**OBJECTIVE**.
Find each line in the listing below that contains the word "tags" and copy those lines out in full.

**GIVEN RECORDS**.
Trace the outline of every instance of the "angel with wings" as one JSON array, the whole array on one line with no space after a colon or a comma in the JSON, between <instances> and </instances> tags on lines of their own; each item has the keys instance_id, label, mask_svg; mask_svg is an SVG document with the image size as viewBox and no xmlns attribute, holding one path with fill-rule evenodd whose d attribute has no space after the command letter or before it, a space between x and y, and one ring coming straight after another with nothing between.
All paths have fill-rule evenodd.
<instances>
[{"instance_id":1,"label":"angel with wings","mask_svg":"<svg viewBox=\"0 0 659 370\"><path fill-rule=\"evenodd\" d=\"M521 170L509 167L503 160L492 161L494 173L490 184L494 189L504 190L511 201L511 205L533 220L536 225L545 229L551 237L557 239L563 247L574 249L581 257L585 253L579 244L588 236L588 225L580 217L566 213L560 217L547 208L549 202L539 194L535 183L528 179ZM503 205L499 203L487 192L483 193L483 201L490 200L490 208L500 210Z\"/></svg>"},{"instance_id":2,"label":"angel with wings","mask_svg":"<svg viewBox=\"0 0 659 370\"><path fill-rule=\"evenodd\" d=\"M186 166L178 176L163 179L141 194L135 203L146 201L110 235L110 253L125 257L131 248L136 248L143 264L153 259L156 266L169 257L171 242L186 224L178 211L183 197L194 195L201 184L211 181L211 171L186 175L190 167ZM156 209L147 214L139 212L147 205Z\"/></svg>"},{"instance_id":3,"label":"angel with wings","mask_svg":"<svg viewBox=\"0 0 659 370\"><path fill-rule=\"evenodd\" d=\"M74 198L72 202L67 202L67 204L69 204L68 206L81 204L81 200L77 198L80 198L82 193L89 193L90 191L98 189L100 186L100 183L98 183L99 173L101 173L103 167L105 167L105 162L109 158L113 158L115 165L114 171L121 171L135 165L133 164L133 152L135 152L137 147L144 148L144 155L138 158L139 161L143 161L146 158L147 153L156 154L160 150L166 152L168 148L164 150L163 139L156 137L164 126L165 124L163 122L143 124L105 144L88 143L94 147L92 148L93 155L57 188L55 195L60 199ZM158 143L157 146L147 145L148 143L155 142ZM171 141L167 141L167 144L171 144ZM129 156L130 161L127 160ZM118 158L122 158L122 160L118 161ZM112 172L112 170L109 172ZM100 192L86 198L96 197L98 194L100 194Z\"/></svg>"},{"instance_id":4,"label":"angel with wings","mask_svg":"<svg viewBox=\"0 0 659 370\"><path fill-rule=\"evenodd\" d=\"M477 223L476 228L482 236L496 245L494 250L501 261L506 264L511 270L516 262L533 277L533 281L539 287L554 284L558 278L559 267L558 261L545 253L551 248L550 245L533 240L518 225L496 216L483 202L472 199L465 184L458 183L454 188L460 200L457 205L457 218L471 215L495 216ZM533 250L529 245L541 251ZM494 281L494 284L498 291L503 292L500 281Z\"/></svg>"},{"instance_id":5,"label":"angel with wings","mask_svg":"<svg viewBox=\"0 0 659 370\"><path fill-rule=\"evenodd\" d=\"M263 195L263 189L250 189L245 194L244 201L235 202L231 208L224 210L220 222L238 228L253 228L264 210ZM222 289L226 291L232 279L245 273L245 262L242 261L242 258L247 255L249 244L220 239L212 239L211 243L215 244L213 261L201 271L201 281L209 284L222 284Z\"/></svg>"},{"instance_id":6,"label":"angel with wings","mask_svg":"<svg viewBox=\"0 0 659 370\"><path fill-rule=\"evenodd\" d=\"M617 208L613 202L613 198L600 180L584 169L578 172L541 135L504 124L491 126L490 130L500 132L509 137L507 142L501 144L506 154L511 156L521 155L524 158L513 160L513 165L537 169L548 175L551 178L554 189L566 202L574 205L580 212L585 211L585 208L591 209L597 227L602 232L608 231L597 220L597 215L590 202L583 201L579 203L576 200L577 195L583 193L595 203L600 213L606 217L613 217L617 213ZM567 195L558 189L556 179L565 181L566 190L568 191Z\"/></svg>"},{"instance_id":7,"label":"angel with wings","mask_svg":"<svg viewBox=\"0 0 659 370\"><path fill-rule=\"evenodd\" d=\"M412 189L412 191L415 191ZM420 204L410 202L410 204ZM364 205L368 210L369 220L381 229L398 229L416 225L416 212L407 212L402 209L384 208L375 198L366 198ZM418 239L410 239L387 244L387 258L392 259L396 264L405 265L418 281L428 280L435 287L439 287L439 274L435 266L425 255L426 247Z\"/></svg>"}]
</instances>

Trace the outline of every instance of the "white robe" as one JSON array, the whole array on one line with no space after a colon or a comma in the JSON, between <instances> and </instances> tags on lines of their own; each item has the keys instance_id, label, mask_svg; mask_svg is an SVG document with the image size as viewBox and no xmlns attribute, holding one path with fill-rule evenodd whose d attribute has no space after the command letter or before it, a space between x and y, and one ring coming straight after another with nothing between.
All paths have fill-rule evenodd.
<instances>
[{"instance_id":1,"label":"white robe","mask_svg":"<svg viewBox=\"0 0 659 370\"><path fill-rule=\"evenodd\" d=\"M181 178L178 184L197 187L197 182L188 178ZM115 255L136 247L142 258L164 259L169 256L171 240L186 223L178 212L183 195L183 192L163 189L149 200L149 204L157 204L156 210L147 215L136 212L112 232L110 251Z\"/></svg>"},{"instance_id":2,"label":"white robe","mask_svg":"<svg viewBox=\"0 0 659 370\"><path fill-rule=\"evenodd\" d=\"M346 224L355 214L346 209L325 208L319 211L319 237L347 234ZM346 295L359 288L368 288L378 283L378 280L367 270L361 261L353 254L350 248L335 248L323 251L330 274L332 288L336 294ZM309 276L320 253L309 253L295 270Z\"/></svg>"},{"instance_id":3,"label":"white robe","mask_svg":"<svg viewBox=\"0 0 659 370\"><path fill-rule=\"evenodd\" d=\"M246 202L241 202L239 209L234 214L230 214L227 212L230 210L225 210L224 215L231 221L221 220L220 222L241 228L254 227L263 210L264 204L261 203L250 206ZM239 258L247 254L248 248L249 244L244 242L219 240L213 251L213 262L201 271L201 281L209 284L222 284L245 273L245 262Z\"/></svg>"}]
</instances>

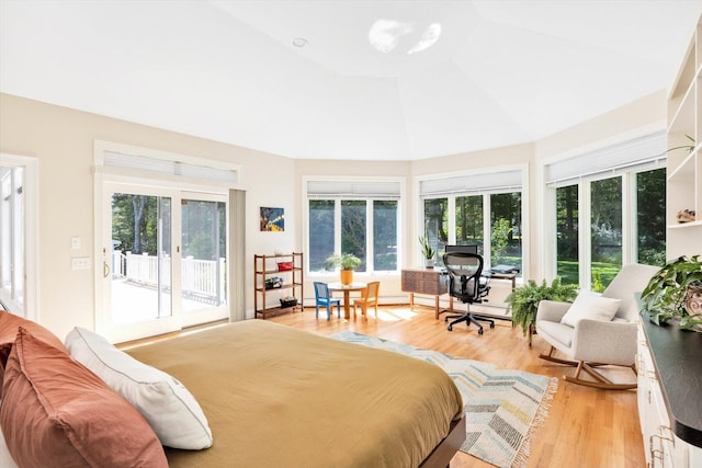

**FINISHED EXERCISE**.
Trace the outline of every instance of the "angel with wings" as one JSON array, the whole array on one line with no space after a colon or a comma in the JSON, between <instances> and </instances> tags on lines of their own; each item has the keys instance_id, label, mask_svg; mask_svg is an SVG document with the image size as viewBox and no xmlns attribute, holding one path with fill-rule evenodd whose d attribute has no space after the command letter or before it, a space between x and y, and one ring coming straight after another with nothing between.
Trace the outline of every instance of the "white robe" as one JSON array, the whole array on one line with no space after a colon or a comma in the JSON, between <instances> and </instances> tags on lines of their own; each item has the keys instance_id, label, mask_svg; mask_svg is an SVG document with the image size as viewBox and no xmlns attribute, holding one path with fill-rule evenodd whose d attribute has no space after the command letter or before it, a space between x and y, and one ring coming straight after another with nothing between.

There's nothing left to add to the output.